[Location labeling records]
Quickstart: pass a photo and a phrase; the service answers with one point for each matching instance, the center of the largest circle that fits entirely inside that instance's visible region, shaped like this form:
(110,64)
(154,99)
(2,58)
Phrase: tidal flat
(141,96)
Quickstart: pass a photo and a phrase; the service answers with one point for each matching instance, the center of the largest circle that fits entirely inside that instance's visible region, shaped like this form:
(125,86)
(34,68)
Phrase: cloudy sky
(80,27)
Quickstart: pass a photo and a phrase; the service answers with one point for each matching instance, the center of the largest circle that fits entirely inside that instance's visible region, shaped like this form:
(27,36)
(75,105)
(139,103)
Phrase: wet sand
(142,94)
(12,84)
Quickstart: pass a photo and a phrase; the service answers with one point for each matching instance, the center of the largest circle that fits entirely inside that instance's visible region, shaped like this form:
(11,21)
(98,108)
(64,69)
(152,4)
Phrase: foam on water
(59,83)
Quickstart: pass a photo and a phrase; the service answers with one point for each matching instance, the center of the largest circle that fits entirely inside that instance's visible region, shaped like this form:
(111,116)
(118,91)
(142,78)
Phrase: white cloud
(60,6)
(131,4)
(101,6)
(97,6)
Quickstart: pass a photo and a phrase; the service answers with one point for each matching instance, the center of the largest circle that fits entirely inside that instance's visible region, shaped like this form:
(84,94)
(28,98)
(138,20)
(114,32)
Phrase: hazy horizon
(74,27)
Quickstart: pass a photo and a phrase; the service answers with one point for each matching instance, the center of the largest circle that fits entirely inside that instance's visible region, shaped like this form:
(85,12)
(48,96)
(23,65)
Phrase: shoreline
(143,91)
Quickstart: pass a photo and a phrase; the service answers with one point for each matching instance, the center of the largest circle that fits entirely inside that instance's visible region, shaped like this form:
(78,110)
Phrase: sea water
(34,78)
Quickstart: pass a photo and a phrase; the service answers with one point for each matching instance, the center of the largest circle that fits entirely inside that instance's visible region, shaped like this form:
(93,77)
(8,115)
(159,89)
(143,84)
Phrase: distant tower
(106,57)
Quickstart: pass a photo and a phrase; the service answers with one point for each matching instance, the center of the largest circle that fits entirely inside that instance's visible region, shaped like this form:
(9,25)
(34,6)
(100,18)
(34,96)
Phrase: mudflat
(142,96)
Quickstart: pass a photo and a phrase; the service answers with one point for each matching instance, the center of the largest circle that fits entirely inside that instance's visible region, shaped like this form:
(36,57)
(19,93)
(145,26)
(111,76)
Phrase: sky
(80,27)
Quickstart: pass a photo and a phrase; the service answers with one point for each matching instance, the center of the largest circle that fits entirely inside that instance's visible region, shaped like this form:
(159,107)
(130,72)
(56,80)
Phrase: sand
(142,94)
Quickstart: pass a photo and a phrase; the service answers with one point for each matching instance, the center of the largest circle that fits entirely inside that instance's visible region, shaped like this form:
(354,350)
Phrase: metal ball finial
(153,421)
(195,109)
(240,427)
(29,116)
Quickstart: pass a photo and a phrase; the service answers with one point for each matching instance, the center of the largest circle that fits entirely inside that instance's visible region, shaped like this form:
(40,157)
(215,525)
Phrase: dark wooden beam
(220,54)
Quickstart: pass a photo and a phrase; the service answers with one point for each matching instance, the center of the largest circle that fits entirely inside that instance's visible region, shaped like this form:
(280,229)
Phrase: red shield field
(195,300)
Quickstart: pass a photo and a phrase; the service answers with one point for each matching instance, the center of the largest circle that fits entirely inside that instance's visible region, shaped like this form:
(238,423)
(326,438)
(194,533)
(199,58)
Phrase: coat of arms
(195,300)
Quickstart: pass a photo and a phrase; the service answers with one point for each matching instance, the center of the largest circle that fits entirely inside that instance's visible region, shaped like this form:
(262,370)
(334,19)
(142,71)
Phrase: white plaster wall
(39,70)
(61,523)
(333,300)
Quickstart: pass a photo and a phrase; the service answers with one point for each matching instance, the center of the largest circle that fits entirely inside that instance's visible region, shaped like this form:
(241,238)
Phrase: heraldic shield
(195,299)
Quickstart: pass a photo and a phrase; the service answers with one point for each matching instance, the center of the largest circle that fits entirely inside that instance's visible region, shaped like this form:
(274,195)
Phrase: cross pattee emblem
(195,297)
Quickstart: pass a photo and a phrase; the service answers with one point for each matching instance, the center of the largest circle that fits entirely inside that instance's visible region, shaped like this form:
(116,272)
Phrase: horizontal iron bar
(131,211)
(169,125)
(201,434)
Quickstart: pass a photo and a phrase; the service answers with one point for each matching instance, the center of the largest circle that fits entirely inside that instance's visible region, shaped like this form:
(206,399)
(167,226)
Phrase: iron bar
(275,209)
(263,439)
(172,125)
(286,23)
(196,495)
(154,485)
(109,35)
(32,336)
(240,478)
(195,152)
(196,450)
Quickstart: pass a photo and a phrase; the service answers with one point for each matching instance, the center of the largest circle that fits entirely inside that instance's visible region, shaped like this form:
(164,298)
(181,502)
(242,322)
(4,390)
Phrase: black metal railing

### Written exercise
Repeat the records above exactly.

### Task result
Quickstart: pass a photo and a phrase; the service answers with one point for each matching instance, the center of the largest circle that fits entirely inside that instance's visible region, shaped like this form:
(110,64)
(154,99)
(2,58)
Phrase: tidal flat
(141,96)
Quickstart: pass a photo and a phrase; the service answers with one point for each matching instance, the center of the largest circle that fits entirely inside that instance's visible region, shaped like this form:
(125,86)
(34,68)
Phrase: cloudy sky
(80,27)
Quickstart: pass a photo and a phrase; the service answers with one point for each matching instance, the center of the largest circle that fits entirely inside that instance's visible region, shaped like this form:
(27,36)
(75,105)
(139,103)
Phrase: wet sand
(142,94)
(12,84)
Quickstart: pass a photo and a phrase; the service answers with one point for each matching instance, the center of the largest circle that fits entirely inside that instance's visible region, shaped like this form:
(11,21)
(98,108)
(64,69)
(152,4)
Phrase: foam on water
(59,83)
Quickstart: pass a photo and a phrase; the service answers with one point for each matching instance, the center of the largest circle that fits entirely inside that instance's visible region, shaped like this form:
(111,116)
(118,91)
(142,78)
Phrase: white cloud
(60,6)
(131,4)
(101,6)
(97,6)
Quickstart: pass a photo and a phrase; the service answers with one point for each matching instance, the center of the largest circle that fits entirely inside that instance's visible region, shaped like this form:
(84,94)
(28,98)
(138,20)
(114,32)
Phrase: hazy horizon
(74,27)
Quickstart: pass a photo and a phrase; the service answers with one point for each matching instance, the center of the largest circle that fits entirely inside that instance's visible region, shaped like this form:
(85,12)
(48,96)
(23,65)
Phrase: shoreline
(143,91)
Quickstart: pass a photo and a phrase; the service answers with one point for each matching instance, the center of the largest circle that fits entirely inside that instance's visible region, shaped like this form:
(78,110)
Phrase: sea water
(34,78)
Quickstart: pass a photo and a phrase; the service answers with one point for each matching instance, the center of the largest circle that fits entirely inside that instance's visible region, shaped like this form:
(93,77)
(8,115)
(159,89)
(143,84)
Phrase: distant tower
(106,57)
Quickstart: pass a photo and a phrase; the service answers with one point for each matching instance, the center of the largest circle that fits entirely inside that instance's visible region, shaped like this form:
(9,25)
(34,6)
(100,18)
(34,96)
Phrase: mudflat
(142,96)
Quickstart: pass a photo and a phrase; the service answers with one point for each matching instance, the center of the largest circle that fits entirely inside that instance's visible region, shaped like this form:
(36,57)
(19,93)
(145,26)
(111,76)
Phrase: sky
(80,27)
Quickstart: pass a photo and a phrase; the service answers with one point for each matching instance, the center of the largest circle that fits entirely inside that instance's visible region, shaped like this form:
(159,107)
(130,72)
(56,80)
Phrase: sand
(142,94)
Quickstart: pass a photo and a phrase; the service answers with one point for each matching instance, the center of the largest circle that fits entirely inside that instance's visible region, shaped like this form:
(354,350)
Phrase: metal ball finial
(153,421)
(195,109)
(240,427)
(29,116)
Quickstart: pass a photo and a phrase; the service answers with one point for each matching instance, the center of the largest circle that fits entirely inside that instance's visible region, shaped like this form:
(40,157)
(215,525)
Phrase: dark wooden beam
(220,54)
Quickstart: pass a photo and a phrase; the service answers with one point for each matching instance, the center of the largest circle that fits entirely inside that instance's visible region, shaped like this form:
(280,229)
Phrase: red shield field
(195,300)
Quickstart: pass a photo and a phrase; the service answers with one point for each matching instance, the center of the largest circle that fits entirely inside that instance's visible region, shaped like this form:
(238,423)
(326,438)
(194,533)
(199,58)
Phrase: coat of arms
(195,300)
Quickstart: pass a photo and a phrase; the service answers with one point for each matching instance, the center of the largest circle that fits entirely inside that instance's visible region, shaped like this form:
(262,370)
(334,19)
(142,71)
Phrase: white plaster wall
(39,70)
(61,523)
(333,300)
Quickstart: pass a photo and a phrase; the service answers with one point for each matching instance, the center of the largest circle that fits entirely inside that instance's visible region, shaped like this form:
(241,238)
Phrase: heraldic shield
(195,299)
Quickstart: pass a photo and a phrase; the service answers with one point for each matching instance, the center of the largest circle that fits entirely inside that instance's visible region, shaped like this form:
(274,195)
Phrase: cross pattee emblem
(195,297)
Quickstart: pass a photo and a phrase; the service answers with one point for each matching instance, the center of the largest circle that fits entirely inside that instance's visible region, shaped like this form:
(116,272)
Phrase: horizontal iron bar
(131,211)
(169,125)
(201,434)
Quickstart: pass a photo and a phrase; the service answers with one point for each matching instance, the center of the largest circle that fits entirely inside that instance's visible region, shaped like this form:
(206,399)
(167,226)
Phrase: iron bar
(275,209)
(263,439)
(172,125)
(286,23)
(196,495)
(154,485)
(109,35)
(32,336)
(240,478)
(195,152)
(196,450)
Quickstart: pass a photo and a phrase; the service answers with one point for each matching instance, the center of the largest circle that fits entirely inside that instance's visible region, shaped like this form:
(164,298)
(181,502)
(242,322)
(4,390)
Phrase: black metal railing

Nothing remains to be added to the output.